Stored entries

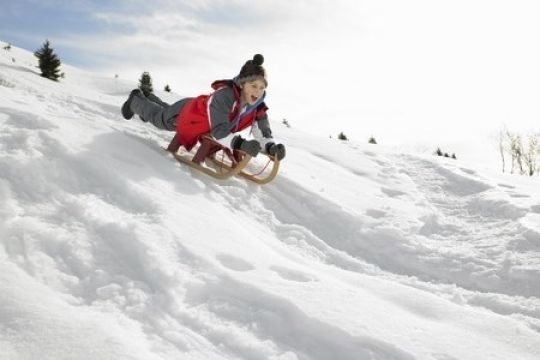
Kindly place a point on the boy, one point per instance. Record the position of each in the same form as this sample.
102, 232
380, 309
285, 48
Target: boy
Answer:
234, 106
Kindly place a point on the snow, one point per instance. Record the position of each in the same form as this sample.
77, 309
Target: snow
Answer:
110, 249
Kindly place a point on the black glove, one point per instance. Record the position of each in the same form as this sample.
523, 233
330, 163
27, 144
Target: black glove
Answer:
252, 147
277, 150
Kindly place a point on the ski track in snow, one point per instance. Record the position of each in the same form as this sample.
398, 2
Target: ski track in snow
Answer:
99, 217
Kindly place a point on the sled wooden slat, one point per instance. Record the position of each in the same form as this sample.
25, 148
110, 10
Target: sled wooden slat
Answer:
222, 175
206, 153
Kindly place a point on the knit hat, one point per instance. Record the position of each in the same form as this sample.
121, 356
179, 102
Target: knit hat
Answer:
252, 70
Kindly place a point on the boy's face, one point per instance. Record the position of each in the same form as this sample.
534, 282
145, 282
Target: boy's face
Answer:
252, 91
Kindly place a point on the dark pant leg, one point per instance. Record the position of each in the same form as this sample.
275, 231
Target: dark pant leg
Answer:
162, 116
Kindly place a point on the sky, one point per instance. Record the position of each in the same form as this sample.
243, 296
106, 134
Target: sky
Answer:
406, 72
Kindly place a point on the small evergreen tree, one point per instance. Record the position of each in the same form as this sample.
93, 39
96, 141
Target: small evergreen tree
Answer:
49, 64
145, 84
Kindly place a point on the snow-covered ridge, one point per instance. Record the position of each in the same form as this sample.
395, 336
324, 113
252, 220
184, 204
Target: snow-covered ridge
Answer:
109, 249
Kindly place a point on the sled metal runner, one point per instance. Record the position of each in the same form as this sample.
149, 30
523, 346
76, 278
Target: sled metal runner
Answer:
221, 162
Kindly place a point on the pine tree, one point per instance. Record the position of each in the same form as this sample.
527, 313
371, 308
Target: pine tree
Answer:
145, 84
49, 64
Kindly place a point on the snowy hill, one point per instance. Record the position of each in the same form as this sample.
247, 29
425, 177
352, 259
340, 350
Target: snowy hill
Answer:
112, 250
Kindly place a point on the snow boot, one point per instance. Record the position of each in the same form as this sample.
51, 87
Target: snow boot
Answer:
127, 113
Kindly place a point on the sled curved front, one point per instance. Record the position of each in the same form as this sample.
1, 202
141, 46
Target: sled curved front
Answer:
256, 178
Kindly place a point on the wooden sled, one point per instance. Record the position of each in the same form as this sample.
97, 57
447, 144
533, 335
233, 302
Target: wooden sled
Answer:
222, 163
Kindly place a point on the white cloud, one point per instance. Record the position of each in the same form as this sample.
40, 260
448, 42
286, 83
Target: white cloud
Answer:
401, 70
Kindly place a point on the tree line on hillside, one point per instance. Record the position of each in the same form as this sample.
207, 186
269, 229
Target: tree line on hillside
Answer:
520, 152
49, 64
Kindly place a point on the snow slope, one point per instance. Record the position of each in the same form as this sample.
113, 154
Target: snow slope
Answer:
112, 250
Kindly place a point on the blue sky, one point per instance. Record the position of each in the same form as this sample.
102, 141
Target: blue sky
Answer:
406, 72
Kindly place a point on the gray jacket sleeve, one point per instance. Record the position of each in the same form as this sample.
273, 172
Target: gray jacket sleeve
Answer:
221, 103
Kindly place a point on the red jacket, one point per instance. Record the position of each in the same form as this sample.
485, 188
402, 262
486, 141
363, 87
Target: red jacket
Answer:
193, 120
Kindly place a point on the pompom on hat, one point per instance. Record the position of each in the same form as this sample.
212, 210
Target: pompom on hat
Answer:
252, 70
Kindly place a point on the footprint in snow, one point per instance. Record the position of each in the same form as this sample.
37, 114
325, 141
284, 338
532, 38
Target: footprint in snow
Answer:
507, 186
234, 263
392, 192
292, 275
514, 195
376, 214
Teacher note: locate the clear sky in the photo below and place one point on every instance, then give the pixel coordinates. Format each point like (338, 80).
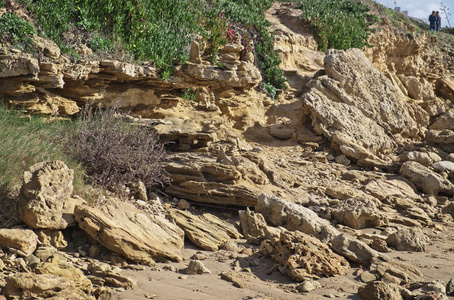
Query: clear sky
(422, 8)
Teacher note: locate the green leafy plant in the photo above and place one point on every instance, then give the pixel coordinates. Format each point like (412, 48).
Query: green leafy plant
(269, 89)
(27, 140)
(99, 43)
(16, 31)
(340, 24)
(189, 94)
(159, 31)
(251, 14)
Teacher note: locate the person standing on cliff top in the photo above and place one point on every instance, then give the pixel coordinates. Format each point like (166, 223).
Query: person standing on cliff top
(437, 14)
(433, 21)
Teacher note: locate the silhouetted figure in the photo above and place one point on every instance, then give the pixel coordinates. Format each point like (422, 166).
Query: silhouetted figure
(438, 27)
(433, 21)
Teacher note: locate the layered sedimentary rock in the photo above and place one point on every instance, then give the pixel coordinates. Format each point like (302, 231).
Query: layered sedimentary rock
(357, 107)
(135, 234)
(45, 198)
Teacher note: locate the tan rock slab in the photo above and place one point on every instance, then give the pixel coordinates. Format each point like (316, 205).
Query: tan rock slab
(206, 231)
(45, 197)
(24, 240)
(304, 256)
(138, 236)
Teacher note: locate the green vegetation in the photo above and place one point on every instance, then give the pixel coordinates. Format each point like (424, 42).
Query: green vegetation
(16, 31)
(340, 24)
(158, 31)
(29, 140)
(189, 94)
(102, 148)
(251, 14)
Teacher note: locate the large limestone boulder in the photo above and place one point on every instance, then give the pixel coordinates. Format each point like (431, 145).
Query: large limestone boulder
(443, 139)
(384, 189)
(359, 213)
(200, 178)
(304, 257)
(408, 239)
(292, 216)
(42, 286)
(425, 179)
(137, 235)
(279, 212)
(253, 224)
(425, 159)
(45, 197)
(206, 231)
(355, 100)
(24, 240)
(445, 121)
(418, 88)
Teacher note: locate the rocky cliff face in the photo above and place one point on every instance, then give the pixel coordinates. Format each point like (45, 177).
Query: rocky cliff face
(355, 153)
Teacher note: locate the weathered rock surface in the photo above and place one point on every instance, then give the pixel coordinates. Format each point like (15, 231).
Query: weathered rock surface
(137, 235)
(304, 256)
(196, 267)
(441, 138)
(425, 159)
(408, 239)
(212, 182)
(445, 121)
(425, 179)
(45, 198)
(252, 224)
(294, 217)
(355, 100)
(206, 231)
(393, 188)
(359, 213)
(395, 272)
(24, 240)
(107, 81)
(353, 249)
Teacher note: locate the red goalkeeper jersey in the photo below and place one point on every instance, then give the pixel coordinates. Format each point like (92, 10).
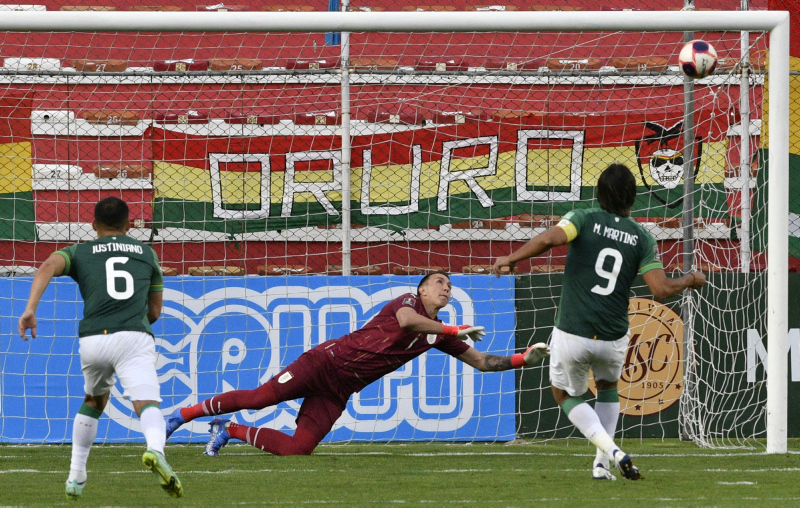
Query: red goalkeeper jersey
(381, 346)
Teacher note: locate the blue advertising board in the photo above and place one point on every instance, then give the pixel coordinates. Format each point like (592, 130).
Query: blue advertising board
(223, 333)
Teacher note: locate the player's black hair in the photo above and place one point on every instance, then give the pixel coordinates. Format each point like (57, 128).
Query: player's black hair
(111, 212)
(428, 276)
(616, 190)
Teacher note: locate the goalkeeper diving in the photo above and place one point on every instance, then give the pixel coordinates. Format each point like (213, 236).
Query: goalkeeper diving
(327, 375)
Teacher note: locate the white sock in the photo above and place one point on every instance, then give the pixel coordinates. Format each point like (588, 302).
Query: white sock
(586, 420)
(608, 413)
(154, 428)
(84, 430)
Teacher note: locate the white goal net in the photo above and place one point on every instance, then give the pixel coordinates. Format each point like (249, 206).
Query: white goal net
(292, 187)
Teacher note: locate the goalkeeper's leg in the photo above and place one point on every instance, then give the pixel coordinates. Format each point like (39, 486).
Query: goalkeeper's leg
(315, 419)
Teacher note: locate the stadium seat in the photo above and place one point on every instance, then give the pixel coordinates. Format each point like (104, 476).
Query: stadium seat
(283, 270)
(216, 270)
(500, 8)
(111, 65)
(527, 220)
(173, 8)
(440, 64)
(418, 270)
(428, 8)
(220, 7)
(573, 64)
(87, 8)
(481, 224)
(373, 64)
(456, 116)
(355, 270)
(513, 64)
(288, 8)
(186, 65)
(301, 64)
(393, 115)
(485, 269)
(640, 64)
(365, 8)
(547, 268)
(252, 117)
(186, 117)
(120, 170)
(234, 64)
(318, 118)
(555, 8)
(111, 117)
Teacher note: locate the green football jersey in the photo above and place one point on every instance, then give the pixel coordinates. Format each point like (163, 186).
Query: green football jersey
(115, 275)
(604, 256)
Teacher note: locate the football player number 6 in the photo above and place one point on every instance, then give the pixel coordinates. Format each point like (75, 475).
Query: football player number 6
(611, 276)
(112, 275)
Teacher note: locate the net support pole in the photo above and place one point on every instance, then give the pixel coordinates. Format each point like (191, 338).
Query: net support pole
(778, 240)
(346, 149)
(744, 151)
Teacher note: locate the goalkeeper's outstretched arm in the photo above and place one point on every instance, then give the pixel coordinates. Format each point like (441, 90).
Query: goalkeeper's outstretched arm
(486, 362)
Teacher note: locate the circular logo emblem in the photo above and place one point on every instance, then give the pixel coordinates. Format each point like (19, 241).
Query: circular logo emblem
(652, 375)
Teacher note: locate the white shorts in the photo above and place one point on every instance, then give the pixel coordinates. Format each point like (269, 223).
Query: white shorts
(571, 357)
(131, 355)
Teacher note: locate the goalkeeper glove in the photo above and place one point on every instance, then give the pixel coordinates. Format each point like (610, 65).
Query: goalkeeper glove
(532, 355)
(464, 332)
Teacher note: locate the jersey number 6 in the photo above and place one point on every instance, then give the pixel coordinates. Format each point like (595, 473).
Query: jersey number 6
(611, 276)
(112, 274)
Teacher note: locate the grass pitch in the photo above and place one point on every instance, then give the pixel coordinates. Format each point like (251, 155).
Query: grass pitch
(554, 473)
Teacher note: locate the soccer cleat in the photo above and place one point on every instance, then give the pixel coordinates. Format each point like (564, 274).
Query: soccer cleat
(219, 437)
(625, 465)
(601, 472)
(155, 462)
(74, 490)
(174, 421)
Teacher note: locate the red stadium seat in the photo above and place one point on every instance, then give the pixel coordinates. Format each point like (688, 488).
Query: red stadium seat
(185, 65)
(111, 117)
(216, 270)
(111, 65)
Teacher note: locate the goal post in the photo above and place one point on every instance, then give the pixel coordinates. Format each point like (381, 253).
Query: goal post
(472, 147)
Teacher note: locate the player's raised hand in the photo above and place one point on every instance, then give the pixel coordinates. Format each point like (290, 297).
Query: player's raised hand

* * *

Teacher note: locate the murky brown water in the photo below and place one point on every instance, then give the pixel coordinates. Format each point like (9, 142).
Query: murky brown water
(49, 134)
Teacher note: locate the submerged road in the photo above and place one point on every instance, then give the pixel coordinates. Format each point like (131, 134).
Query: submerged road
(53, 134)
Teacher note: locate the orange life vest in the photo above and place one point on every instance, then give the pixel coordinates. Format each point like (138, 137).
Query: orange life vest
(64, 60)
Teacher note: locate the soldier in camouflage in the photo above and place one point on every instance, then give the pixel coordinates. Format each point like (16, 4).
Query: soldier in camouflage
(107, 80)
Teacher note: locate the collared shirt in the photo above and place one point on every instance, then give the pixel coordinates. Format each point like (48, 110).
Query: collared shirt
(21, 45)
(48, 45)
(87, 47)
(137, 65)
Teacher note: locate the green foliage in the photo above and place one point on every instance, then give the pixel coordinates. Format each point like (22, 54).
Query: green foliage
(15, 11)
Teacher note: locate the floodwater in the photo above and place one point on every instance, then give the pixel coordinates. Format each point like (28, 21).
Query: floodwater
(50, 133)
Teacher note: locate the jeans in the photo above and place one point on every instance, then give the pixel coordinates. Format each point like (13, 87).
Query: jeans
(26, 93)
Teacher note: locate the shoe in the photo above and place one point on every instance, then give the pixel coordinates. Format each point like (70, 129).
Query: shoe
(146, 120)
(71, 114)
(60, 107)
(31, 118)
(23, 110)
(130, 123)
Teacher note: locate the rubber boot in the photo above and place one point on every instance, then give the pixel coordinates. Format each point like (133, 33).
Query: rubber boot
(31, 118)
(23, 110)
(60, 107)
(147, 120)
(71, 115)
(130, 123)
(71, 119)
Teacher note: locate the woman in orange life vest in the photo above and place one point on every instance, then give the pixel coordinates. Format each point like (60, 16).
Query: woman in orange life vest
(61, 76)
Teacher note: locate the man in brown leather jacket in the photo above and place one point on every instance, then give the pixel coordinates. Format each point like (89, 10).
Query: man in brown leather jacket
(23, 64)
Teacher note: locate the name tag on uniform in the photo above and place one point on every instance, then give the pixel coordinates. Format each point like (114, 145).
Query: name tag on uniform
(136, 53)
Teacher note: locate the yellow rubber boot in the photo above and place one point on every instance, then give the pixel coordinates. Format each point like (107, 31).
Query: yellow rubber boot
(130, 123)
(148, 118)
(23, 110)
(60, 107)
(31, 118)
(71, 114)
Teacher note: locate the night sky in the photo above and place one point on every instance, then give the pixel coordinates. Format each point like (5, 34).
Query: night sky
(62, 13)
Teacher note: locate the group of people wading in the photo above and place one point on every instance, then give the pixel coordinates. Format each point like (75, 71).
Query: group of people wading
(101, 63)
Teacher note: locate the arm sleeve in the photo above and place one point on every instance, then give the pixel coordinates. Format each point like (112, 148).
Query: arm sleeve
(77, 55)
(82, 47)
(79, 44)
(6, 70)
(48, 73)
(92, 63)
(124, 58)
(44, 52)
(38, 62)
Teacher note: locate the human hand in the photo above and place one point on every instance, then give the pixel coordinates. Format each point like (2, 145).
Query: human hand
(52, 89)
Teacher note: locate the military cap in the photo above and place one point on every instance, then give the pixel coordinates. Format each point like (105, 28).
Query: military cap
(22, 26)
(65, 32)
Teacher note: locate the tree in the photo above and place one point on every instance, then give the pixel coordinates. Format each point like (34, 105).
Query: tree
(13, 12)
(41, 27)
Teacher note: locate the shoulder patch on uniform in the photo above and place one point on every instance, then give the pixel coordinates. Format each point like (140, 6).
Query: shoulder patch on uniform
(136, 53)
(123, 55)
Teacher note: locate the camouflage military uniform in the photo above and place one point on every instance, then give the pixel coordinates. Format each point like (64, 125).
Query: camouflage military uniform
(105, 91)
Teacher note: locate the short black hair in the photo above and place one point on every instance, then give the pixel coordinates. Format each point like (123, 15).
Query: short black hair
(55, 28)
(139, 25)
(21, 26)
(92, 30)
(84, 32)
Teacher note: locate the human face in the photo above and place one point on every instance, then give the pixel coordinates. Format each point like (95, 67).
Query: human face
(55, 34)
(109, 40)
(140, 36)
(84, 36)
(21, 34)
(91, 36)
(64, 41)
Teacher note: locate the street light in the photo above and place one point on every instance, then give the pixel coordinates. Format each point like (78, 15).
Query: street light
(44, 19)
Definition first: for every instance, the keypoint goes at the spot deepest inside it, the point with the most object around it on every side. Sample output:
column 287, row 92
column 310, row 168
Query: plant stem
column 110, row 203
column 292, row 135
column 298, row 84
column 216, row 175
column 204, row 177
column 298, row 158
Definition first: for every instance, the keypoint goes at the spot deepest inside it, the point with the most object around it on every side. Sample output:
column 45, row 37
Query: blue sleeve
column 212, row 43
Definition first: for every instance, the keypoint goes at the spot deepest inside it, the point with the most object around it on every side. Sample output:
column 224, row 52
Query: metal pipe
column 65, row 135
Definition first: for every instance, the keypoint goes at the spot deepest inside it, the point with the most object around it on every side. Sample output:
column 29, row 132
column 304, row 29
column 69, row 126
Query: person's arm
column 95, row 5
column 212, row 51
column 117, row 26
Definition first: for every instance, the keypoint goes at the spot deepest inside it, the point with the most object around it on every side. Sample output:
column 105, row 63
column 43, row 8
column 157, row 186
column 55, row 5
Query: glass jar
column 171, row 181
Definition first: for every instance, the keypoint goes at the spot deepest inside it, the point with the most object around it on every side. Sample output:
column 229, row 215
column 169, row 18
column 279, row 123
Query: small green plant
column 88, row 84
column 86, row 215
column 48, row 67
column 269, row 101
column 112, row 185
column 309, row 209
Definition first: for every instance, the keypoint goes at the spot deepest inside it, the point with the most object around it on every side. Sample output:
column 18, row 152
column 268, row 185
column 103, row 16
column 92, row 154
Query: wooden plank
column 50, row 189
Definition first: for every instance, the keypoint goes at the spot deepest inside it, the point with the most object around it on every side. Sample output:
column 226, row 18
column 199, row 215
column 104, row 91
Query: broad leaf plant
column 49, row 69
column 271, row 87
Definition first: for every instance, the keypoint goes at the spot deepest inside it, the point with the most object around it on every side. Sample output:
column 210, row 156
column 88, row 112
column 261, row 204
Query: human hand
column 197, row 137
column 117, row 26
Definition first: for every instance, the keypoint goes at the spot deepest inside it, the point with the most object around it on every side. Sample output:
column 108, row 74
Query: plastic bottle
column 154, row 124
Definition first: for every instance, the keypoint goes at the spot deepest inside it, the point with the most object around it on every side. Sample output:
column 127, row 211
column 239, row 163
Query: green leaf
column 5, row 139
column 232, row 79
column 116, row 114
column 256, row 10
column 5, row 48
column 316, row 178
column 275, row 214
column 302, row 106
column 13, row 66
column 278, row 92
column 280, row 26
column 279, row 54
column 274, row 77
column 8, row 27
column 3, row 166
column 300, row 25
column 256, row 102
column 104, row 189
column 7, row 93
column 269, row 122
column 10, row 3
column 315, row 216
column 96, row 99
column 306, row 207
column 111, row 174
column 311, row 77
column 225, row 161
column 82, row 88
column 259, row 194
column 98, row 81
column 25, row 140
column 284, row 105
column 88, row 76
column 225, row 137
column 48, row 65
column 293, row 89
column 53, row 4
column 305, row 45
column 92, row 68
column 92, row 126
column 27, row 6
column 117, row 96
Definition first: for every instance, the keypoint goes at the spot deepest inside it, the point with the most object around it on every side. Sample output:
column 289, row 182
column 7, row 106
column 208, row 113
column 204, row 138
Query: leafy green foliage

- [Problem to solve] Look through the entries, and return every line that the word "footprint" appears in.

- [Worked solution]
Kindly place a point on the footprint in snow, one point per instance. Record the position of each in the same form as this sample.
Target: footprint in snow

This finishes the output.